-------- Extracted text --------

It do not executes separate command to each gpu but it executes one nvidia-settings with multiple -a parameters.
Now it works much faster but still from my tests it seems that newer nvidia drivers are significantly slower in nvidia-settings/nvidia-smi commands.
Is there meaby something that we could adjust in kernel to be able to communicate with nvidia gpus faster ?
Meaby lowering CUDA computing prority over nvidia-smi requests ?
I even have some PC’s in which nvidia-smi takes:
real 1m46.630s
This also occurst in newest nvidia drivers 410.57 and 4.15.2 kernel :(
And also executing this on some computers take like 10+ minutes which is totally unacceptable :)

-------- Records supplied --------

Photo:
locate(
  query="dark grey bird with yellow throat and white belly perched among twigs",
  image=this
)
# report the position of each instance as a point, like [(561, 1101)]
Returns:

--------
-------- Records supplied --------

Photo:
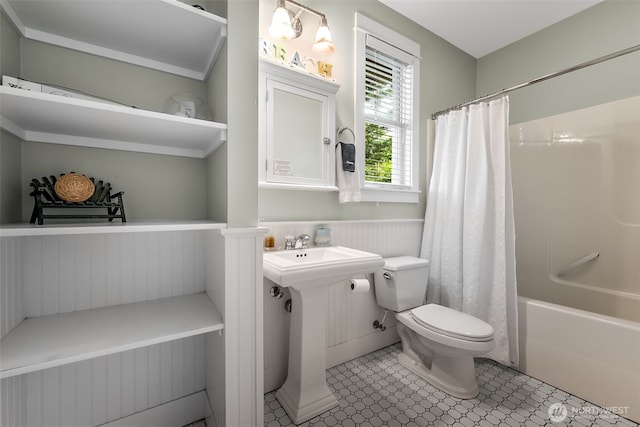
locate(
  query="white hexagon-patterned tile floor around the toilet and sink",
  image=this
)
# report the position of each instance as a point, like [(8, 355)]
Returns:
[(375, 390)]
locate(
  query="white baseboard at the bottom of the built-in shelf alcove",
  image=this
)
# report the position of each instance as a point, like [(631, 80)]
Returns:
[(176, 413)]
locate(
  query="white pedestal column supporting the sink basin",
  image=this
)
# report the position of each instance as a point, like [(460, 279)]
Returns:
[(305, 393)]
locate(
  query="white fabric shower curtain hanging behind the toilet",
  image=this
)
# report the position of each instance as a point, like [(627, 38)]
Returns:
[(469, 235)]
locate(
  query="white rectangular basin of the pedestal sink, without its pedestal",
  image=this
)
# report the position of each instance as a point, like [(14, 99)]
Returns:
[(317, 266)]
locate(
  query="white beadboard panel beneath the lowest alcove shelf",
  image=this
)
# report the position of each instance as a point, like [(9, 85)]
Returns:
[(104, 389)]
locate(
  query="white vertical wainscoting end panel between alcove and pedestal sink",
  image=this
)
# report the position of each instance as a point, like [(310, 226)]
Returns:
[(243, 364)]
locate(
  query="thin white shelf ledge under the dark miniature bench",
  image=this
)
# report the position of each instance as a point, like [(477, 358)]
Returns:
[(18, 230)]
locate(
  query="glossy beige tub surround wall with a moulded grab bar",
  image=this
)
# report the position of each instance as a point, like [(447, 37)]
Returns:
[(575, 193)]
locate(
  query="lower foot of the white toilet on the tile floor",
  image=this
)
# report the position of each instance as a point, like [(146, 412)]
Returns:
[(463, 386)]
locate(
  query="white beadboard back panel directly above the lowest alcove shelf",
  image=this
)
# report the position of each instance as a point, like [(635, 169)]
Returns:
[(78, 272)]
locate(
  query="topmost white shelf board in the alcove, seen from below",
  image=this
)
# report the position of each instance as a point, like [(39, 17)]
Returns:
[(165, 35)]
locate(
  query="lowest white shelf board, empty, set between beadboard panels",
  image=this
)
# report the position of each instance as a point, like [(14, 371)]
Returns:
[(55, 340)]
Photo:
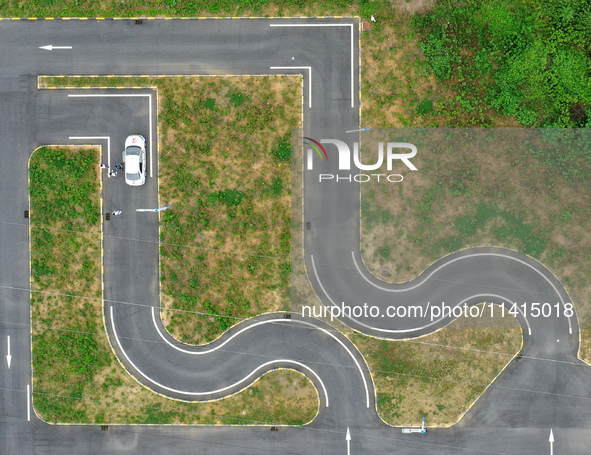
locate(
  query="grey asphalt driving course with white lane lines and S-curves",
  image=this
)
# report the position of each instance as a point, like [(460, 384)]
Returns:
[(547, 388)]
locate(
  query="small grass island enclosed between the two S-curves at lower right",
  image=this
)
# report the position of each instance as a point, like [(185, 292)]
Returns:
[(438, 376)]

--------
-------- Records supplied --------

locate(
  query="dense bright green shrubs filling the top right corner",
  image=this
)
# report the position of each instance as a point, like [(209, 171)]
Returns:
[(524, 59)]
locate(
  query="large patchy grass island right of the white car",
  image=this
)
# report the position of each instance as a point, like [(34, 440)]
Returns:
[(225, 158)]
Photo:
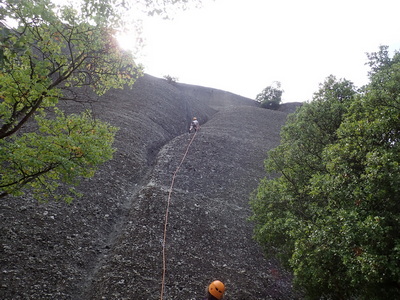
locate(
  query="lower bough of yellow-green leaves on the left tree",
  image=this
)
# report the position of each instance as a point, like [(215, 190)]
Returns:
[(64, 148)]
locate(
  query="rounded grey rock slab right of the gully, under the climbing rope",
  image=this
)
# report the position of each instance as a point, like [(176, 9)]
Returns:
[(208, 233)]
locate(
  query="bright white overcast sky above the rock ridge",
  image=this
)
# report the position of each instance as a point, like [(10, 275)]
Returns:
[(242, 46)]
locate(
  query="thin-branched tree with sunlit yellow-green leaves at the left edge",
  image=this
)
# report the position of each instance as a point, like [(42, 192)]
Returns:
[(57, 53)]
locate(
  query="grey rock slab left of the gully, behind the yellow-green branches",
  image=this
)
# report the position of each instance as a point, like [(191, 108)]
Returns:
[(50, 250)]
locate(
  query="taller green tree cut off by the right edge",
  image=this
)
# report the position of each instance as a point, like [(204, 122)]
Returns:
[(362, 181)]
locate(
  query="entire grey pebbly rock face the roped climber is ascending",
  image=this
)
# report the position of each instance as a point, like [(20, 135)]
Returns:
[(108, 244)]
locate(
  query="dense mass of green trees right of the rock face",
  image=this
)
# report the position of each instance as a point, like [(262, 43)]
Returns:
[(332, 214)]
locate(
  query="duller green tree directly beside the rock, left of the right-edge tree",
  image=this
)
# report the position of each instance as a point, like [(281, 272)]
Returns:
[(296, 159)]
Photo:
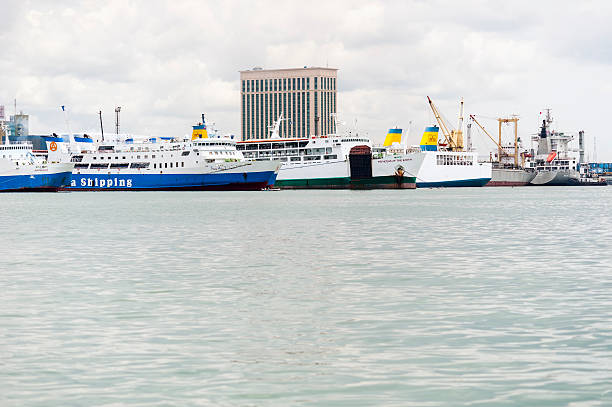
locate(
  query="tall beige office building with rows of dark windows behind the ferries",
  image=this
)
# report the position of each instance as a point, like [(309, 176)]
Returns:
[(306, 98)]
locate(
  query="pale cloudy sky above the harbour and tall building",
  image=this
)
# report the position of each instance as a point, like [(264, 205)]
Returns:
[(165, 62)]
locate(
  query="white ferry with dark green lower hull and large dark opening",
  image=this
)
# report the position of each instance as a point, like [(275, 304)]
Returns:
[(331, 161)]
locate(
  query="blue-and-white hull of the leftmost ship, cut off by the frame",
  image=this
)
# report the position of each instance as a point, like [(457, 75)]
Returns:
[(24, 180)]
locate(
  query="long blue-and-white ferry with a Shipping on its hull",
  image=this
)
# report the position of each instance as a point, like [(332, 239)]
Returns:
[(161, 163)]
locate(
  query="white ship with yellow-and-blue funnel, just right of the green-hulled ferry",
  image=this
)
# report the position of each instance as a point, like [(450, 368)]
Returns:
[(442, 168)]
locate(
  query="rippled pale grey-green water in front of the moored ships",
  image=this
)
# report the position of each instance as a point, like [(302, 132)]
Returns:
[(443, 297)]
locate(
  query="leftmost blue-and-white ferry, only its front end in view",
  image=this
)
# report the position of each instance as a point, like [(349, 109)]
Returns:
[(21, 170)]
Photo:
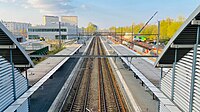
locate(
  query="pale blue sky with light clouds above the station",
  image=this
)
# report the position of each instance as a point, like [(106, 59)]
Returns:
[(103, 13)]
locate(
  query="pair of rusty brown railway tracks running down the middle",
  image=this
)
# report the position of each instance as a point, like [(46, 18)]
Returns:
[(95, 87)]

--------

Prompt 1: In the forum excerpt, which NVIDIA driver version and which kernel version are named as still showing the slowdown?
Prompt 2: Quote the forum excerpt from "Now it works" to "nvidia-smi requests ?".

Answer section 1: NVIDIA driver 410.57 and kernel 4.15.2.

Answer section 2:
Now it works much faster but still from my tests it seems that newer nvidia drivers are significantly slower in nvidia-settings/nvidia-smi commands.
Is there meaby something that we could adjust in kernel to be able to communicate with nvidia gpus faster ?
Meaby lowering CUDA computing prority over nvidia-smi requests ?